Passage for review:
■ ■ ■ ■ ■ ■ ■
The biggest struggle in life at the moment is keeping quiet in the school staff rooms. Every day I have to watch children being beaten, as young as 4 or 5 years old, for terrible crimes such as sending a note in class, or getting a maths problem wrong. I may know very little about child psychology,. but it seems to me that if a child is shown why they have done wrong, and shown the choices they have, then surely they will learn the right and wrong choices. Children here live in fear of all teachers, and follow instructions blindly and it really makes me sad. I was a very awkward child for my teachers, because my family always taught me to follow my judgement and beliefs, and so I often refused to do things that seemed pointless or immoral to my young self, but I now completly trust my judgement, and learnt when young to follow what i believe and not what i am told. Its something i think a lot about, a hope I have influence in a small way either now or later in my life.

 Over the months i have ajusted to a slow pace, and doing only one thing a day, but village is something else when it comes to time. there is the complete opposites of the schools being run like military  camps, and children making sure they are on time to avoid a beating. and the community, where people take it as normal to turn up 2 hrs or 2 days late, therefore me and happy are always early for the community meetings, but late for school.
■ ■ ■ ■ ■ ■ ■
Data listing:
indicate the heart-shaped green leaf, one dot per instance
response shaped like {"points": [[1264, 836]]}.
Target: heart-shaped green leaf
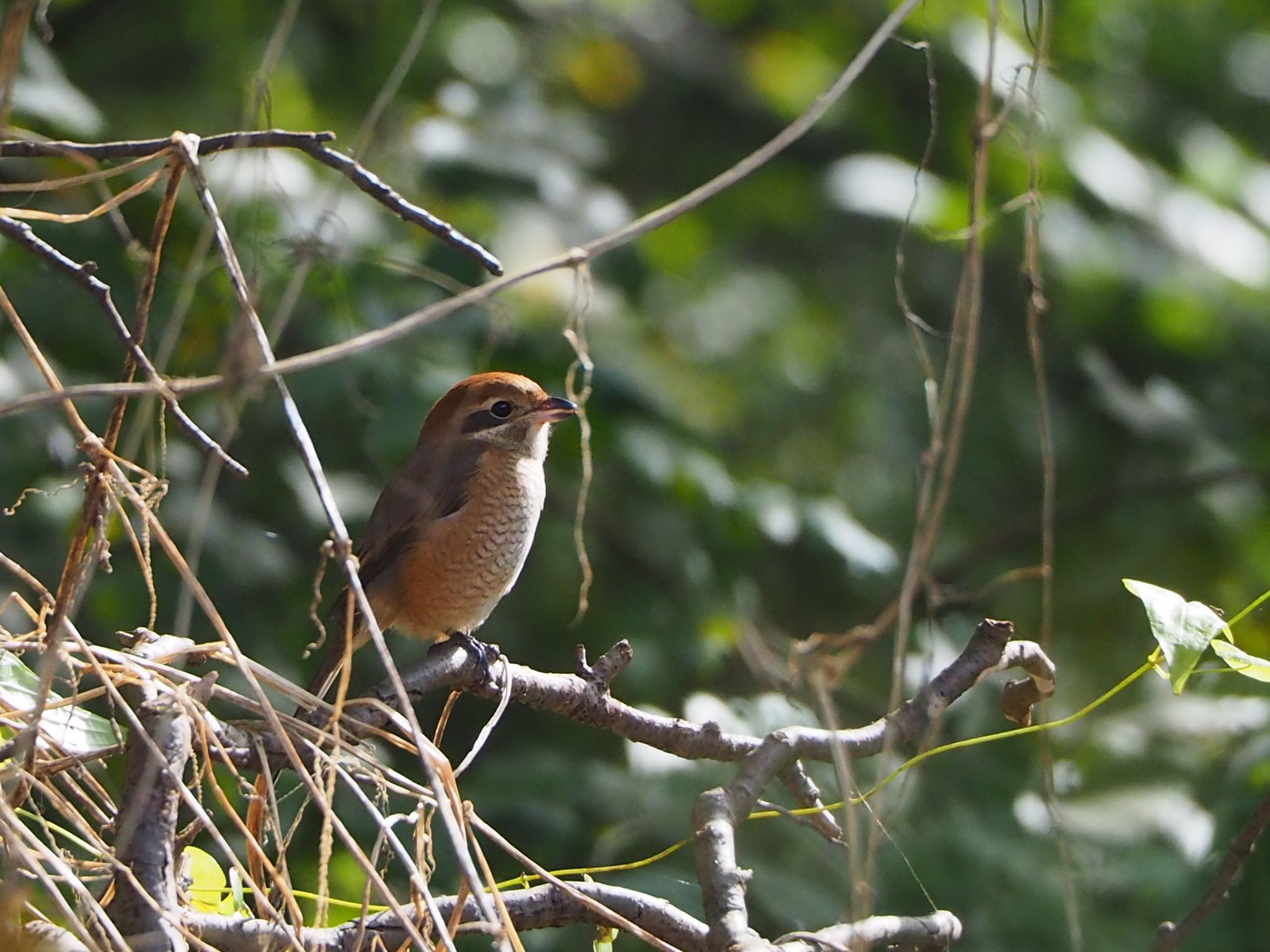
{"points": [[73, 729], [1183, 628]]}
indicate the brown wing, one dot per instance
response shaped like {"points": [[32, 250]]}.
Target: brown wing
{"points": [[431, 485]]}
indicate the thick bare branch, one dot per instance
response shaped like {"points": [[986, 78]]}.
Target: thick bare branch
{"points": [[310, 143]]}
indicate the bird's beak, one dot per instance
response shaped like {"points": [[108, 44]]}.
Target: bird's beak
{"points": [[554, 409]]}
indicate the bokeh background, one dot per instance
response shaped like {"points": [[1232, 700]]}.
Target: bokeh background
{"points": [[758, 410]]}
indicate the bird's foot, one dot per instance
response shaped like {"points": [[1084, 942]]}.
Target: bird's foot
{"points": [[483, 653]]}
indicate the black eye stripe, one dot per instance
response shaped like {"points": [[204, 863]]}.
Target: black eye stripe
{"points": [[482, 420]]}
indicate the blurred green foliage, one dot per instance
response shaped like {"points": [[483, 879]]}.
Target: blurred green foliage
{"points": [[758, 410]]}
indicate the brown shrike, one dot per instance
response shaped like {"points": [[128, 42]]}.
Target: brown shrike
{"points": [[450, 532]]}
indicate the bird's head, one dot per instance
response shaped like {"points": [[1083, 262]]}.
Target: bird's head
{"points": [[506, 410]]}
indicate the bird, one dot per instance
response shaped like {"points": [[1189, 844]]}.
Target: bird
{"points": [[448, 535]]}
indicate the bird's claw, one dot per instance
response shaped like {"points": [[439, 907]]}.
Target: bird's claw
{"points": [[483, 653]]}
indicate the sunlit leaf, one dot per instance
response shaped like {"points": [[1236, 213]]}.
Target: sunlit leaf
{"points": [[603, 941], [1248, 666], [1183, 628], [207, 883], [71, 728]]}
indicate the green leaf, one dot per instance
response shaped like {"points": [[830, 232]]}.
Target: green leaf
{"points": [[1183, 628], [1248, 666], [71, 728], [207, 883]]}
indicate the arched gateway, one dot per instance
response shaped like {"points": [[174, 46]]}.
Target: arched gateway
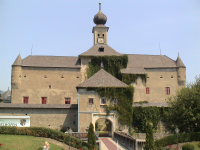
■ ■ ■ ■ ■ ■ ■
Activity:
Write out the passage on school beatings and village timekeeping in full, word for word, with all of its original spelling and punctuation.

Your response:
The biggest struggle in life at the moment is keeping quiet in the school staff rooms. Every day I have to watch children being beaten, as young as 4 or 5 years old, for terrible crimes such as sending a note in class, or getting a maths problem wrong. I may know very little about child psychology,. but it seems to me that if a child is shown why they have done wrong, and shown the choices they have, then surely they will learn the right and wrong choices. Children here live in fear of all teachers, and follow instructions blindly and it really makes me sad. I was a very awkward child for my teachers, because my family always taught me to follow my judgement and beliefs, and so I often refused to do things that seemed pointless or immoral to my young self, but I now completly trust my judgement, and learnt when young to follow what i believe and not what i am told. Its something i think a lot about, a hope I have influence in a small way either now or later in my life.

 Over the months i have ajusted to a slow pace, and doing only one thing a day, but village is something else when it comes to time. there is the complete opposites of the schools being run like military  camps, and children making sure they are on time to avoid a beating. and the community, where people take it as normal to turn up 2 hrs or 2 days late, therefore me and happy are always early for the community meetings, but late for school.